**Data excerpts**
┌────────

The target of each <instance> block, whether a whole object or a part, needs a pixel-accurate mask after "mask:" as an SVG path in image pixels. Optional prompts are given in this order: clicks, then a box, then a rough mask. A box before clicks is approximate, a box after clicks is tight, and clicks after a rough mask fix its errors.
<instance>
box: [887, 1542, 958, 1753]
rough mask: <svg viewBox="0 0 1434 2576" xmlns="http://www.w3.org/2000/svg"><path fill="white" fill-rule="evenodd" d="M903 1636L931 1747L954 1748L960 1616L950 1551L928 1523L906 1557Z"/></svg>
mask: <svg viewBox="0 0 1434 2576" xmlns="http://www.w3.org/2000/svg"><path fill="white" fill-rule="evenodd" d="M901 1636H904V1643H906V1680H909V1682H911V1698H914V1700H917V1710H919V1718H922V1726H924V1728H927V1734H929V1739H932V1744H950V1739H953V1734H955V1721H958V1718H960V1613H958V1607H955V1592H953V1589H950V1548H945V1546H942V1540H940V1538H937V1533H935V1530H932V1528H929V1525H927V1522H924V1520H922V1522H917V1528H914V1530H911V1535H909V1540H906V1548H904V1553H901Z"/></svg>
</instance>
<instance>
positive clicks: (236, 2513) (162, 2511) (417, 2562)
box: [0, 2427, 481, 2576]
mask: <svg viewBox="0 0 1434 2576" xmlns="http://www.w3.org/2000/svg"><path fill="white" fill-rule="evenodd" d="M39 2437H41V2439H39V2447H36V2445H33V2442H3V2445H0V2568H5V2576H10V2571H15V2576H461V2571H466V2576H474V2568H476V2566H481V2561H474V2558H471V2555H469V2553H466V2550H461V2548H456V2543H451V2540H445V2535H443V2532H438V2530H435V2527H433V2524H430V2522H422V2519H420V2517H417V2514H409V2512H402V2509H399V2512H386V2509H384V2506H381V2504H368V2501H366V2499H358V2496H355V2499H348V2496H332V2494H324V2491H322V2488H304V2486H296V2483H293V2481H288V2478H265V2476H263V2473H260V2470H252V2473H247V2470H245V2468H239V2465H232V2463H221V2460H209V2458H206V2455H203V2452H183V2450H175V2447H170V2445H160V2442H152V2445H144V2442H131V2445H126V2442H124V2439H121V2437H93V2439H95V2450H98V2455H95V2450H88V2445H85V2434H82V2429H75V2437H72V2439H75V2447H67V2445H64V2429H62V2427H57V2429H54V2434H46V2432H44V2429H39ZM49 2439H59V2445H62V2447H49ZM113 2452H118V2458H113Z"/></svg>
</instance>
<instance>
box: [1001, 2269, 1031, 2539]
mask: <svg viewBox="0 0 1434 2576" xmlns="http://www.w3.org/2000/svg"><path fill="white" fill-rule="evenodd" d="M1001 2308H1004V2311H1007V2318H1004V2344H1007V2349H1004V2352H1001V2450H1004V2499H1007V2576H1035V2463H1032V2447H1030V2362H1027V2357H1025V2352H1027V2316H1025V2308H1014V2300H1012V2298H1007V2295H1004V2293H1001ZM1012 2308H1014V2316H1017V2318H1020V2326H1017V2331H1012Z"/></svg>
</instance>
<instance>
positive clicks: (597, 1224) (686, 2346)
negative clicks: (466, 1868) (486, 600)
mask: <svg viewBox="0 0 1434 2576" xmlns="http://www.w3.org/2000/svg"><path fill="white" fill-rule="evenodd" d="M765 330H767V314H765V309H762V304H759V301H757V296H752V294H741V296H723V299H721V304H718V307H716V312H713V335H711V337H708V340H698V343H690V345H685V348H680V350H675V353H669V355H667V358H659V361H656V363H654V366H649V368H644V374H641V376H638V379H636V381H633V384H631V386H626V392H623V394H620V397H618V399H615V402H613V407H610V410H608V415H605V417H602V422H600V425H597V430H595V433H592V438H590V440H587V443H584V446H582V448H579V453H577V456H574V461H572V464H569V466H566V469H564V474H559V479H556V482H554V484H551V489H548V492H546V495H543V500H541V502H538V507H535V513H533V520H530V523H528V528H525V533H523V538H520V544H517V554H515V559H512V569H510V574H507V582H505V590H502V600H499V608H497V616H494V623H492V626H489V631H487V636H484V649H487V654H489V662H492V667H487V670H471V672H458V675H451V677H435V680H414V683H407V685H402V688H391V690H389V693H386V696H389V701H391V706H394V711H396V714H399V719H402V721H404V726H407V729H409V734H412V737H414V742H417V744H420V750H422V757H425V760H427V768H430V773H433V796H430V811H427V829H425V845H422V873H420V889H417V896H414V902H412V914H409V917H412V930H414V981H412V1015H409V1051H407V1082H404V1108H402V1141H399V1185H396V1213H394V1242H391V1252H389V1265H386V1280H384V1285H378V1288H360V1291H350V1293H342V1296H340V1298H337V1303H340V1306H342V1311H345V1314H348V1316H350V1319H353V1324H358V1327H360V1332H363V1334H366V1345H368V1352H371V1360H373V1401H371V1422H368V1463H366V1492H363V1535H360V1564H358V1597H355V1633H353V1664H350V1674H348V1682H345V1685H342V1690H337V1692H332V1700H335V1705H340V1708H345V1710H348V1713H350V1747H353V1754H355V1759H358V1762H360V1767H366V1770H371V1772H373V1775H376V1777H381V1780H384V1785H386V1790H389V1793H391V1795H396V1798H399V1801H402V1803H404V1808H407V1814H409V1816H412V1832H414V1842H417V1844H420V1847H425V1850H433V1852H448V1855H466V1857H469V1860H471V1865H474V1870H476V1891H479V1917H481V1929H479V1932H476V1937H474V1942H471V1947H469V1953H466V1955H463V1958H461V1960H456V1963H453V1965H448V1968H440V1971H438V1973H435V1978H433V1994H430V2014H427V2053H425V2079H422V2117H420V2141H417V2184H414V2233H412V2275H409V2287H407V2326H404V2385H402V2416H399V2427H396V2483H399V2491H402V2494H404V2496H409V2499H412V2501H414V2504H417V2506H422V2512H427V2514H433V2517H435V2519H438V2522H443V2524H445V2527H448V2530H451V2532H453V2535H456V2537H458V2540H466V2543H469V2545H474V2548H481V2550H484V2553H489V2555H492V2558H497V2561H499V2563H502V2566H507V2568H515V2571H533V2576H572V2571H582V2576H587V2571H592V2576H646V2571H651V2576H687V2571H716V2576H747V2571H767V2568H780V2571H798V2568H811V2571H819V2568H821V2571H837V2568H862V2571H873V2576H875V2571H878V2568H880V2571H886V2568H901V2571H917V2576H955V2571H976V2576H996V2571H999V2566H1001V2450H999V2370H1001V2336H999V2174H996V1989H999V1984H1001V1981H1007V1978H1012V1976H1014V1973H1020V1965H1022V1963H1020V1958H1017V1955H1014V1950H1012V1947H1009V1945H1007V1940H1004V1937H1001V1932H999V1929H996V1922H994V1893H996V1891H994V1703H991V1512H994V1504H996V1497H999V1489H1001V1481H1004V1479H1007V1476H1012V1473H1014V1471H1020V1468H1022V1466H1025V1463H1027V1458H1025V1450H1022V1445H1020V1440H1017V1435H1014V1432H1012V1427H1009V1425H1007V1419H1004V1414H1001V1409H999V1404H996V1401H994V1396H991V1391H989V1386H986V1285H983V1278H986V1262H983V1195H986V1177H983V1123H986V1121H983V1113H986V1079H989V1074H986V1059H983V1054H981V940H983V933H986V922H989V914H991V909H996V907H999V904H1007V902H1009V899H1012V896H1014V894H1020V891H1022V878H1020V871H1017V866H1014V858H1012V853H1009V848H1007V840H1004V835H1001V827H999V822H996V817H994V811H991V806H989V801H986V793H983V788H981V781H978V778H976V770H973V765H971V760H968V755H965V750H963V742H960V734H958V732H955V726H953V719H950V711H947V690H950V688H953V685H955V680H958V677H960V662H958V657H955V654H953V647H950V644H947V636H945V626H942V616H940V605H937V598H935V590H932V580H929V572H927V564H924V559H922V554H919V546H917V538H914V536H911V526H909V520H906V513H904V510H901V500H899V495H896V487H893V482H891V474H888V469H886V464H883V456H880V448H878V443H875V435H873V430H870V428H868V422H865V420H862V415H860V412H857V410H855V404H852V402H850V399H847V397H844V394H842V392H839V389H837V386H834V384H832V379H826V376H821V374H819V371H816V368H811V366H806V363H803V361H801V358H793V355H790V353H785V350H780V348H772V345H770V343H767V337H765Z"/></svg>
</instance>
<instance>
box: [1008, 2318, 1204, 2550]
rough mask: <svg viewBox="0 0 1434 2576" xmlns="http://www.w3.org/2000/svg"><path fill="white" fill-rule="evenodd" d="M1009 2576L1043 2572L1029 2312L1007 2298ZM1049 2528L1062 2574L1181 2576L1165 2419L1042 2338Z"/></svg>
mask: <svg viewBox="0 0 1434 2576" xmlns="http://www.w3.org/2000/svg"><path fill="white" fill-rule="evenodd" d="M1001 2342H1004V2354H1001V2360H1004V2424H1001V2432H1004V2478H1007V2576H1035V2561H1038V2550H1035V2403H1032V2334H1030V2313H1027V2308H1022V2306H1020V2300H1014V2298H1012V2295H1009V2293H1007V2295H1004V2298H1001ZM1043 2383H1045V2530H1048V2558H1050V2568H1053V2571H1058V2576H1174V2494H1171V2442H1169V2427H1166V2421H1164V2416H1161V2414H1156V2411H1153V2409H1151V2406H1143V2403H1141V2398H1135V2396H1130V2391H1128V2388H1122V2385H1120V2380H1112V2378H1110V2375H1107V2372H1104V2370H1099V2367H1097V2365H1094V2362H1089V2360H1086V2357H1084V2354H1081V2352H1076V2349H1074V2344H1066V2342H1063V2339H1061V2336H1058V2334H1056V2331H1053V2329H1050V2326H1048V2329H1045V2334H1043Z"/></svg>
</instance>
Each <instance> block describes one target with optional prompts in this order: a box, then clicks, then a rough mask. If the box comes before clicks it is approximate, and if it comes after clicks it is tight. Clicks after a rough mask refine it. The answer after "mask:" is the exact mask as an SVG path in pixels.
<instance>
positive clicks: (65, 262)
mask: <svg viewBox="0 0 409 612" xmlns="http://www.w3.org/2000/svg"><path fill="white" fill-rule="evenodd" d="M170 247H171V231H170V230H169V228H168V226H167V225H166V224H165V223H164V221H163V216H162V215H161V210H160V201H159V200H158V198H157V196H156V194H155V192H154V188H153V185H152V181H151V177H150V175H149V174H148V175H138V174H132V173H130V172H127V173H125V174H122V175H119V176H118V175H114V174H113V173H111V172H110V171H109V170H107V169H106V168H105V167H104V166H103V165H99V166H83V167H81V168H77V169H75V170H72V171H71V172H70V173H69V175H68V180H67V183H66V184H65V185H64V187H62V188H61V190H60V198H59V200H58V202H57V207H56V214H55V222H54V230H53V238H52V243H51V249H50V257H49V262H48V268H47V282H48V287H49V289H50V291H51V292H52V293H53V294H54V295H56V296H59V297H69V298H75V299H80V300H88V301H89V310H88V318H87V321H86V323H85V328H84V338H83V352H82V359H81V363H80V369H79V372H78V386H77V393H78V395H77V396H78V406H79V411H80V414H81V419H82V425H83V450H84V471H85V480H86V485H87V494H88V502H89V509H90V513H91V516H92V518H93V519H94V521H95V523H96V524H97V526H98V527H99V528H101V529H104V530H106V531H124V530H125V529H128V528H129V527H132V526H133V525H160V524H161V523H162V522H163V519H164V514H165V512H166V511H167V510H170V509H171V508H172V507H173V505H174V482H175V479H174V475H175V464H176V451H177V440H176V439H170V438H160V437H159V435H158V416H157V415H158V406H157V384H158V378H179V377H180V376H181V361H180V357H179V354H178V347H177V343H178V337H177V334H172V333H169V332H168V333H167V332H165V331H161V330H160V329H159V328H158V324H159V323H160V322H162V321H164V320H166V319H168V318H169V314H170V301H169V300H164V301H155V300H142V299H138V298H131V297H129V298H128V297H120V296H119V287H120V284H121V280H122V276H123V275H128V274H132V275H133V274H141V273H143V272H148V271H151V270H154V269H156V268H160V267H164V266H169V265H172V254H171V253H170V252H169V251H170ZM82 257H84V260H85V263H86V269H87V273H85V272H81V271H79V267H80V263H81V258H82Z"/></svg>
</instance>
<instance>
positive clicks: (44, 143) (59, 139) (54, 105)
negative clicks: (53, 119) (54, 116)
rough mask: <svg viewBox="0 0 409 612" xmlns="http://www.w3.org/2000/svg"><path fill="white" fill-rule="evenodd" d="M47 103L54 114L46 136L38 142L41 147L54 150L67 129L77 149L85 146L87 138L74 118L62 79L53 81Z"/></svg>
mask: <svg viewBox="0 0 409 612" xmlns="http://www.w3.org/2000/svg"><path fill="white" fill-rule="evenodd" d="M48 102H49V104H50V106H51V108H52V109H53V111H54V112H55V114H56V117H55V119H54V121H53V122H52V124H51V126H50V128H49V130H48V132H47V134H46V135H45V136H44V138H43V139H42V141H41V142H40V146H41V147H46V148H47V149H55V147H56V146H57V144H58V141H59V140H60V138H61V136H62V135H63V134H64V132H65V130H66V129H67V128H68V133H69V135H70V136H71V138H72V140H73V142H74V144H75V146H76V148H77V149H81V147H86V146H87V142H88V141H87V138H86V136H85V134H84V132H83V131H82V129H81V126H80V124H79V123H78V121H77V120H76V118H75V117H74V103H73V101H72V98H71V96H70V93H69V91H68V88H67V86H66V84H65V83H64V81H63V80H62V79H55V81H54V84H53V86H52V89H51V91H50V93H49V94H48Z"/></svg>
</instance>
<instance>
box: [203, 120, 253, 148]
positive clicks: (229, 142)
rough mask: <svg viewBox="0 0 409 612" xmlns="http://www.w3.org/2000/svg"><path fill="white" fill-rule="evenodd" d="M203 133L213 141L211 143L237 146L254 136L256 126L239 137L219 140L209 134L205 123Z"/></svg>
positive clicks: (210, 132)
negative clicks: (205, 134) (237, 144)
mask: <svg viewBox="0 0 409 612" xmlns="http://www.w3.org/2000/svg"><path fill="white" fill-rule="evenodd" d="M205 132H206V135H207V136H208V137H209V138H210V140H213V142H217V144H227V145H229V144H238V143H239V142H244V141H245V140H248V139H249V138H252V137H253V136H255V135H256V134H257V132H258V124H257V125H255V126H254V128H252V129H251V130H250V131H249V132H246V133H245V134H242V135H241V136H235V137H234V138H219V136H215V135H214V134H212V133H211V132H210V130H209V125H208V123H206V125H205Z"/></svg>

└────────

**Work to complete**
Write out the part of the listing that opens with its first line and closes with the line containing "1636L931 1747L954 1748L960", reproducing those lines character for character, both end lines included.

**The answer**
The target of each <instance> block, whether a whole object or a part, needs a pixel-accurate mask after "mask:" as an SVG path in image pixels. Optional prompts are given in this order: clicks, then a box, then a rough mask. A box before clicks is approximate, a box after clicks is tight, and clicks after a rough mask fix its errors.
<instance>
box: [887, 1542, 958, 1753]
rough mask: <svg viewBox="0 0 1434 2576" xmlns="http://www.w3.org/2000/svg"><path fill="white" fill-rule="evenodd" d="M903 1636L931 1747L954 1748L960 1616L950 1551L928 1523L906 1557Z"/></svg>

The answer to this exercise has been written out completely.